Region pointing data

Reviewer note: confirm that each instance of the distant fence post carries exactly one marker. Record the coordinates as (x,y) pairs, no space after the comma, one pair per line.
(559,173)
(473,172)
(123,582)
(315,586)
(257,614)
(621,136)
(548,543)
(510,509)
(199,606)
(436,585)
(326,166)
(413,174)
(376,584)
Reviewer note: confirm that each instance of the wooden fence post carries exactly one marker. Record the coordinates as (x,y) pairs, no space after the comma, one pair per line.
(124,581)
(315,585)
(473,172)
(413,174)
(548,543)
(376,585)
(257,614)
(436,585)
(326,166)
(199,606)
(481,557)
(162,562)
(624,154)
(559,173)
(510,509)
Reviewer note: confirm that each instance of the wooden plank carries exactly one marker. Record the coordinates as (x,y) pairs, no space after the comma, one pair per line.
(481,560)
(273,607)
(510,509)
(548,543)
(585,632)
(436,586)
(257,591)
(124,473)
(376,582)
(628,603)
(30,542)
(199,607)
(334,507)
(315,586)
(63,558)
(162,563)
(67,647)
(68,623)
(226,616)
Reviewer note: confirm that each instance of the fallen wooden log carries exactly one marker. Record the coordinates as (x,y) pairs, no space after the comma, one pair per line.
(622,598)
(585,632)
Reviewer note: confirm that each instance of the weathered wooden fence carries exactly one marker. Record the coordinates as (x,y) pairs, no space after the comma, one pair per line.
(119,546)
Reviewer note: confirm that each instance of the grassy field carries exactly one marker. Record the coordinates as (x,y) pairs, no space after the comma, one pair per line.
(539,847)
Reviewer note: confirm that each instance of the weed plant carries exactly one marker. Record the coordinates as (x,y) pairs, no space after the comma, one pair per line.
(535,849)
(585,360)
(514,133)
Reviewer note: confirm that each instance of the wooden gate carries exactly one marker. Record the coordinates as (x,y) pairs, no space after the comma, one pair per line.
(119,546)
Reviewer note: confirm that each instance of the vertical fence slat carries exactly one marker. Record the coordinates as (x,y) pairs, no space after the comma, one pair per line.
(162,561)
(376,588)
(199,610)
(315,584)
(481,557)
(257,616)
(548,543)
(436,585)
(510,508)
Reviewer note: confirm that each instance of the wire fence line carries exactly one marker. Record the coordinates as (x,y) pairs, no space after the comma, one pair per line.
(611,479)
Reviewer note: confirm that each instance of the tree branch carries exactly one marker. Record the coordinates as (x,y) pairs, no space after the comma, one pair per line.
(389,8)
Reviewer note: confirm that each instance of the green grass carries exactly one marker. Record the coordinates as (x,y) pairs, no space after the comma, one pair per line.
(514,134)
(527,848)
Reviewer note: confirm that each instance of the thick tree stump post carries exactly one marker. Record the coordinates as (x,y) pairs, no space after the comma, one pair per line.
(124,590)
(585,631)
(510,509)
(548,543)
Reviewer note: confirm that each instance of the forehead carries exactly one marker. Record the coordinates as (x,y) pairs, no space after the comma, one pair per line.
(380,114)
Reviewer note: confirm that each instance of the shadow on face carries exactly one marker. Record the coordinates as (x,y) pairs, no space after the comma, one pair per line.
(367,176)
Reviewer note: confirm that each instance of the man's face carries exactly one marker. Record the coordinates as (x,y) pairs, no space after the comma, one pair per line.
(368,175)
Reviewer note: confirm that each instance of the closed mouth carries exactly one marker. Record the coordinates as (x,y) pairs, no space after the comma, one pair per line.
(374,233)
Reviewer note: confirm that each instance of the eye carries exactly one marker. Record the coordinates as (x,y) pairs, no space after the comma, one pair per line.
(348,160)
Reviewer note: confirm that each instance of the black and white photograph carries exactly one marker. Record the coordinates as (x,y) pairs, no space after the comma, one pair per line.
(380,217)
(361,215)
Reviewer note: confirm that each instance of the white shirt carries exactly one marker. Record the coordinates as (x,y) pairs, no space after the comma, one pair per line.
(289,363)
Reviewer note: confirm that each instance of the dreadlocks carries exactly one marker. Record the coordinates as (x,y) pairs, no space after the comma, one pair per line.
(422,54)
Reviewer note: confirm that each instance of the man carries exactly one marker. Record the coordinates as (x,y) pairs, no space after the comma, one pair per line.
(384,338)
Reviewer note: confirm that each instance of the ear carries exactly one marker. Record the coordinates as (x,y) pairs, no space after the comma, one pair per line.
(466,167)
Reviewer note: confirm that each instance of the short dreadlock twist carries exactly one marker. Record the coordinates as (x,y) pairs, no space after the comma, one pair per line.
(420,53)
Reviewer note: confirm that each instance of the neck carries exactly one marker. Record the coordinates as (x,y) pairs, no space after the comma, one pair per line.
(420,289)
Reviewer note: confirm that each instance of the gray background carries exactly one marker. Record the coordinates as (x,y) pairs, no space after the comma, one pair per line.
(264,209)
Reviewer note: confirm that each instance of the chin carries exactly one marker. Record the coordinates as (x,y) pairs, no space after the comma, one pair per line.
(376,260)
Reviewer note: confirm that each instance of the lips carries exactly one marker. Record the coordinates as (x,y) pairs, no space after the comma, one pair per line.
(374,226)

_Work item_: Every entry must appear in the answer, reproduced exactly.

_Written response_:
Reviewer note: confirm that each instance of the distant fence post carries exactly one marker. Record the coordinates as (x,y) pairs, no space after the comma, one pair per line.
(559,173)
(473,172)
(123,582)
(315,586)
(257,614)
(621,136)
(548,543)
(510,509)
(199,606)
(436,585)
(326,166)
(413,174)
(376,584)
Reviewer note: confirm that each instance of the wooden fence post carries exactly one marker. Record the coordinates as (x,y) pairs, no space after the comma, one pair per line.
(124,581)
(315,585)
(473,172)
(413,174)
(548,543)
(376,585)
(257,614)
(436,585)
(326,166)
(199,606)
(481,557)
(162,562)
(624,154)
(559,173)
(510,509)
Reviewer note: confirm that each instance of the wooden plank carries exactly one marker. Record the coordinates as (x,y) pairs, no space after the comma, one pair per line.
(481,560)
(273,607)
(510,509)
(548,543)
(585,632)
(436,586)
(257,591)
(124,473)
(376,582)
(628,603)
(30,542)
(199,607)
(334,507)
(315,586)
(63,558)
(162,563)
(67,647)
(68,623)
(226,616)
Reviewer note: confirm that each instance of the fallen wooden log carries exactly one marker. Record the coordinates as (x,y) pairs, no space after the comma, one pair per line.
(622,598)
(585,632)
Reviewer note: confirm that each instance of the weathered wooden fence carries exactly one marker. Record the coordinates as (x,y) pairs, no space after the comma, one pair per line.
(119,546)
Reviewer note: confirm that each instance of the grassy field carries exactly one marker. Record the coordinates as (x,y) pairs, no space after the comma, one pair per line.
(539,847)
Reviewer note: confirm that each instance of the weed plant carries exactly one marker. Record the coordinates as (x,y) pairs, no space after the comma, one pair per line.
(535,849)
(585,360)
(514,133)
Reviewer note: confirm that each instance of the wooden gate carries exactly one marker. Record the coordinates as (x,y) pairs, no space after the comma, one pair per line.
(119,546)
Reviewer note: confirm that each instance of the vertical fence slat carries exactly one marker. Record the coordinates as (x,y) pairs, no space after the comma, one pair per line.
(162,561)
(376,588)
(199,610)
(315,584)
(481,557)
(257,616)
(548,543)
(436,585)
(510,508)
Reviewer note: confirm that each instance of the wire fence line carries exactly one marker. Record the coordinates as (x,y) pairs, no space after the comma, one pair per line.
(611,479)
Reviewer note: confirm that each instance of the tree branch carries exactly one marker. Record the coordinates as (x,y) pairs, no space after the comma, one pair per line.
(389,8)
Reviewer note: confirm that each instance of the green grass carries exactly one marker. Record the coordinates as (x,y) pairs, no space after the comma, one pair per line.
(514,134)
(527,848)
Reviewer note: confirm that each instance of the thick tree stump post carries exactly one marker. Record the coordinates as (x,y) pairs, no space after the comma, one pair per line.
(124,590)
(585,631)
(510,509)
(548,543)
Reviewer note: confirm that each instance of the forehead carries exactly one marker. Record the coordinates as (x,y) pairs, no space after the comma, one pair per line.
(380,114)
Reviewer note: confirm that each instance of the shadow on face carries exactly one marker. Record the coordinates as (x,y) pairs, no space after the comma, one pair per line.
(367,176)
Reviewer note: confirm that each instance of the man's face carries exactly one marker. Record the coordinates as (x,y) pairs, no space after the comma, one pair per line.
(368,175)
Reviewer note: confirm that each instance of the closed mouth carries exactly one marker. Record the coordinates as (x,y) pairs, no space after the comma, one pair per line.
(374,233)
Reviewer note: confirm that each instance of the eye carries exactly one marker. Record the coordinates as (x,y) pairs, no space after the comma, one pair per line.
(348,160)
Reviewer note: confirm that each instance of the black and white photograph carries exactly one marker. Record the coordinates as (x,y) pairs, no space after the comma, one pair per line.
(380,217)
(361,215)
Reviewer note: confirm that each instance of the white shirt carries exactly one marker. Record the coordinates as (x,y) pairs, no space after the comma, one pair per line.
(289,363)
Reviewer note: confirm that each instance of the dreadlocks carries exactly one marker. Record the coordinates as (x,y) pairs, no space after the comma, one pair per line.
(422,54)
Reviewer note: confirm that each instance of the man carries exactly one marker. Record the coordinates as (x,y) pairs, no space after the comma, one pair per line.
(384,338)
Reviewer note: confirm that each instance of the ear carries exactly one marker. Record the coordinates as (x,y) pairs, no space after the comma, one pair per line.
(466,167)
Reviewer note: confirm that each instance of the short dreadlock twist carries exactly one marker. Record the coordinates as (x,y) pairs, no space after the comma, one pair per line.
(420,53)
Reviewer note: confirm that each instance of the neck carries exactly one marker. Record the coordinates as (x,y) pairs, no space after the comma, one pair per line.
(420,289)
Reviewer note: confirm that each instance of the gray background carries exactly one marker. Record the coordinates as (x,y) pairs, no space after the comma, one pair per line.
(264,209)
Reviewer note: confirm that each instance of the chin carries exactly one marker. Record the coordinates as (x,y) pairs, no space after the comma, one pair per line.
(376,260)
Reviewer note: confirm that each instance of the lips carries exactly one marker. Record the coordinates as (x,y) pairs, no space after the comma, one pair per line.
(374,226)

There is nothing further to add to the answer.